- [What this task involves] Reproduce the material starting with the line containing "Could you please segment every instance of the blue" and going on through the line containing "[[[256,81],[254,0],[1,0],[0,32],[129,86]]]", changing "blue sky" to "clear sky" and leaving everything else unchanged.

- [Image boundary annotation data]
+++

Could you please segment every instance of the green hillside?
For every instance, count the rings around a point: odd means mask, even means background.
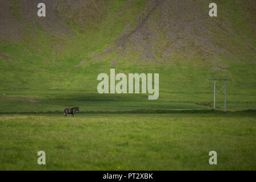
[[[1,1],[0,111],[211,109],[213,78],[227,109],[256,108],[255,1],[44,2]],[[159,98],[99,94],[110,68],[159,73]]]

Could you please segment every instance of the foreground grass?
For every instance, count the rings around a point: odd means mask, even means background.
[[[255,170],[255,116],[2,114],[0,169]],[[211,150],[218,165],[208,163]]]

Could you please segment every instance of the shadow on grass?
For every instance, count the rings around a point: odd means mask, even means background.
[[[63,114],[62,111],[2,111],[0,114]],[[109,110],[109,111],[82,111],[77,113],[79,114],[182,114],[182,113],[214,113],[214,114],[256,114],[256,109],[248,109],[238,111],[227,111],[225,112],[223,110],[214,110],[214,109],[184,109],[184,110]]]

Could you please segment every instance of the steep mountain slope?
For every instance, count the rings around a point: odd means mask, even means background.
[[[97,94],[98,74],[112,68],[159,73],[156,102],[163,105],[211,101],[209,78],[226,78],[233,108],[256,106],[255,1],[215,1],[218,17],[208,15],[210,1],[48,0],[46,17],[37,16],[39,2],[1,1],[2,99],[18,90],[25,97],[29,90],[86,97]],[[146,99],[140,96],[117,100]]]

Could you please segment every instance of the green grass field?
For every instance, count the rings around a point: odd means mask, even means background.
[[[255,170],[255,116],[1,114],[0,169]],[[46,165],[37,164],[41,150]]]
[[[210,0],[47,1],[38,17],[1,0],[0,170],[256,170],[256,1],[214,2],[217,17]],[[159,98],[99,94],[111,68],[159,73]],[[231,80],[226,113],[209,78]]]

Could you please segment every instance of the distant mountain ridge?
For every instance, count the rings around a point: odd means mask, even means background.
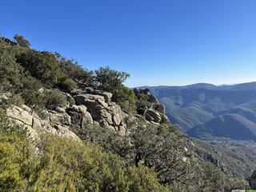
[[[170,122],[190,136],[256,141],[256,82],[143,87],[166,106]]]

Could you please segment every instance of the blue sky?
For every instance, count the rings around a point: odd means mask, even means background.
[[[256,81],[254,0],[1,0],[0,32],[129,86]]]

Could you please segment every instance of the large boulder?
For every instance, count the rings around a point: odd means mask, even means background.
[[[122,110],[120,106],[113,105],[110,106],[107,110],[113,115],[113,122],[114,126],[120,126],[124,122],[124,113]]]
[[[165,114],[166,113],[166,107],[164,105],[158,104],[158,103],[153,103],[152,108],[160,114]]]

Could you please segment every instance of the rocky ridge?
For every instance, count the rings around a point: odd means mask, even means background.
[[[138,91],[150,95],[147,90]],[[136,94],[136,90],[134,92]],[[43,118],[26,105],[10,106],[6,110],[6,115],[16,123],[26,126],[32,139],[37,139],[40,133],[46,132],[75,140],[79,140],[79,138],[72,130],[84,129],[86,125],[107,127],[121,135],[126,135],[129,134],[127,119],[136,120],[140,118],[140,115],[132,116],[125,113],[119,105],[112,101],[111,93],[86,88],[63,94],[67,101],[66,106],[43,110]],[[72,100],[74,104],[68,102]],[[144,112],[146,122],[169,123],[164,106],[159,104],[152,95],[150,101],[151,106]]]

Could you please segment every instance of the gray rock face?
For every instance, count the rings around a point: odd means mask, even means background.
[[[18,106],[13,106],[11,108],[8,108],[6,110],[6,115],[14,120],[20,121],[24,125],[32,126],[32,116],[29,112]]]
[[[66,113],[46,111],[48,119],[42,120],[27,106],[21,107],[12,106],[6,110],[6,116],[15,123],[24,126],[28,130],[28,138],[33,142],[40,140],[42,132],[79,140],[79,138],[68,129],[71,125],[71,117]]]
[[[120,106],[111,102],[112,94],[86,88],[72,92],[77,105],[83,105],[92,117],[102,126],[125,126],[125,115]]]
[[[166,107],[164,105],[159,104],[158,99],[150,93],[149,89],[134,89],[135,95],[146,94],[148,97],[148,102],[151,106],[147,106],[147,109],[143,109],[142,113],[144,113],[146,120],[155,123],[166,123],[169,124],[170,121],[166,115]]]

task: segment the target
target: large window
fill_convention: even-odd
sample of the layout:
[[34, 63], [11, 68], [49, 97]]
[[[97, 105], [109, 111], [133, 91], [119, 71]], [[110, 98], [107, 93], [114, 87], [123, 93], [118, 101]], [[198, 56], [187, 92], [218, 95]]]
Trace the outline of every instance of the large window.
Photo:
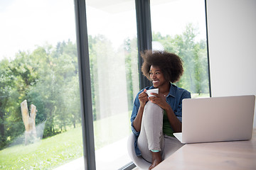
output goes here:
[[73, 1], [0, 6], [0, 169], [52, 169], [82, 157]]
[[153, 50], [179, 55], [184, 73], [176, 83], [192, 97], [209, 96], [204, 0], [151, 0]]
[[[139, 91], [137, 22], [150, 21], [144, 3], [136, 20], [138, 1], [86, 0], [92, 112], [85, 113], [92, 114], [97, 169], [131, 162], [127, 142]], [[181, 57], [185, 72], [176, 84], [193, 97], [208, 96], [204, 1], [150, 4], [153, 50]], [[84, 169], [75, 8], [73, 0], [0, 2], [1, 169]]]
[[86, 5], [96, 168], [118, 169], [131, 162], [127, 141], [139, 91], [135, 4]]

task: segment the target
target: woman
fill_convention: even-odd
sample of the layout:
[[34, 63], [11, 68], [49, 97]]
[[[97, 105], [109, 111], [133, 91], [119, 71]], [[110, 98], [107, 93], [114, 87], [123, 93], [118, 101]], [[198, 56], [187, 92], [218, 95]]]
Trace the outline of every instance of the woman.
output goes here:
[[[153, 169], [162, 156], [178, 149], [182, 144], [174, 137], [181, 132], [182, 100], [191, 94], [172, 83], [181, 76], [181, 59], [172, 53], [150, 50], [142, 53], [142, 71], [153, 86], [141, 90], [136, 96], [131, 116], [132, 130], [136, 136], [135, 152], [151, 163]], [[149, 97], [146, 91], [159, 89]]]

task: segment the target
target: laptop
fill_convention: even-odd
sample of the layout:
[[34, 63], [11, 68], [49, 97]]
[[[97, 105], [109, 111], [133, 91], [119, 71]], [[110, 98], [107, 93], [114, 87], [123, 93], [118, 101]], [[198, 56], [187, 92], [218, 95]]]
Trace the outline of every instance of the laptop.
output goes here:
[[186, 98], [182, 101], [182, 143], [249, 140], [255, 96]]

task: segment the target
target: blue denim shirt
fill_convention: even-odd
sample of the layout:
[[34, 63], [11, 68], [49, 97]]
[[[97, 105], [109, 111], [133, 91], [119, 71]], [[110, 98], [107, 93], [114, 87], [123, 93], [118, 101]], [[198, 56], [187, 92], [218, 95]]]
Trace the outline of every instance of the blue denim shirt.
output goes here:
[[[146, 90], [154, 89], [154, 86], [146, 87], [144, 88]], [[139, 94], [141, 94], [144, 89], [141, 90], [138, 94], [137, 95], [134, 103], [134, 108], [132, 113], [131, 116], [131, 123], [132, 123], [132, 131], [136, 137], [135, 142], [134, 142], [134, 149], [136, 154], [139, 157], [142, 155], [140, 150], [137, 146], [137, 139], [139, 135], [139, 132], [136, 131], [133, 126], [133, 121], [134, 120], [140, 106], [139, 100]], [[171, 84], [170, 90], [168, 96], [166, 96], [166, 102], [171, 106], [172, 110], [174, 112], [174, 114], [177, 117], [177, 118], [181, 122], [182, 117], [182, 100], [183, 98], [191, 98], [191, 93], [188, 91], [177, 87], [174, 84]]]

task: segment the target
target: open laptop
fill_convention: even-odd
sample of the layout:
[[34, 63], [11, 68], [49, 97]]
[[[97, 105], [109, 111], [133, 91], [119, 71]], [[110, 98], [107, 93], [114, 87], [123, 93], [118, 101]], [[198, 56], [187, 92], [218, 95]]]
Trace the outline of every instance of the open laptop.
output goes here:
[[182, 101], [182, 143], [249, 140], [255, 96], [186, 98]]

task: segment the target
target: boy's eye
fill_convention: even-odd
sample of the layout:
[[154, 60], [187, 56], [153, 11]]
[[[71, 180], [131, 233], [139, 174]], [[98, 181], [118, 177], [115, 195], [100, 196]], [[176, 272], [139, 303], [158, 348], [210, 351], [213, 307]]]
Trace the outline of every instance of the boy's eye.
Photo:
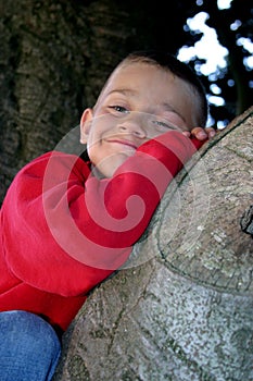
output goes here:
[[170, 130], [177, 130], [174, 125], [162, 122], [162, 121], [152, 121], [154, 124], [159, 125], [160, 127], [170, 128]]
[[123, 107], [123, 106], [110, 106], [110, 109], [113, 109], [117, 112], [122, 112], [122, 113], [128, 113], [129, 111]]

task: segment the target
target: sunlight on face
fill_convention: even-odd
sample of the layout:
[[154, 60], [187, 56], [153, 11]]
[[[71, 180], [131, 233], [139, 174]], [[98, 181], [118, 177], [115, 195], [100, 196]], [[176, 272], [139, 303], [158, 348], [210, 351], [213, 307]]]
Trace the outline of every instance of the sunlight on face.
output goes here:
[[191, 130], [197, 109], [190, 86], [170, 72], [144, 63], [119, 66], [81, 122], [96, 174], [111, 177], [147, 140]]

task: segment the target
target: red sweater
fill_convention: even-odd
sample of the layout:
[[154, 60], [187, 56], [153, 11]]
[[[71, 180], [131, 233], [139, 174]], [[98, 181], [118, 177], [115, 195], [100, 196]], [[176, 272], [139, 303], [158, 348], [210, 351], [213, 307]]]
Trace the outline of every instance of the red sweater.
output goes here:
[[55, 151], [22, 169], [1, 209], [0, 311], [27, 310], [66, 330], [89, 291], [127, 260], [201, 144], [168, 132], [104, 180]]

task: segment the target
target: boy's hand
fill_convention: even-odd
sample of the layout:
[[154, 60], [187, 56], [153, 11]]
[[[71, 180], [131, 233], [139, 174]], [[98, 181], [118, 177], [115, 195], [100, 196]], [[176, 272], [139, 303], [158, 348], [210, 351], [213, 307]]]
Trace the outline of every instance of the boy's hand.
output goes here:
[[216, 131], [213, 127], [208, 128], [202, 128], [202, 127], [194, 127], [191, 131], [187, 131], [182, 133], [184, 135], [190, 137], [194, 136], [199, 140], [205, 140], [205, 139], [211, 139], [212, 137], [215, 136]]

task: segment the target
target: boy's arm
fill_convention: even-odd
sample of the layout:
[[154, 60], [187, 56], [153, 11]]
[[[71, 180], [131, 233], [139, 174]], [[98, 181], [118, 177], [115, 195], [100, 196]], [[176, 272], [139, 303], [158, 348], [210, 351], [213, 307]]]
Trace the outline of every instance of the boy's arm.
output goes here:
[[27, 165], [2, 208], [11, 271], [64, 296], [88, 292], [127, 260], [170, 180], [201, 145], [169, 132], [105, 180], [86, 180], [85, 163], [72, 168], [64, 153]]

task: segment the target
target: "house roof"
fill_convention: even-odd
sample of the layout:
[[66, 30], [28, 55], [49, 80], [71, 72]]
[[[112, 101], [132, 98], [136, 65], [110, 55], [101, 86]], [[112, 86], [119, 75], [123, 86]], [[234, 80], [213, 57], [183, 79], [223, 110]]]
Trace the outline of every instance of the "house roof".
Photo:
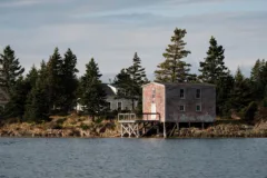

+++

- [Task response]
Could you please segment every instance of the clear sky?
For every instance, count the rings around a point: odd means mask, even means background.
[[[256,81],[254,0],[1,0],[0,32],[129,86]]]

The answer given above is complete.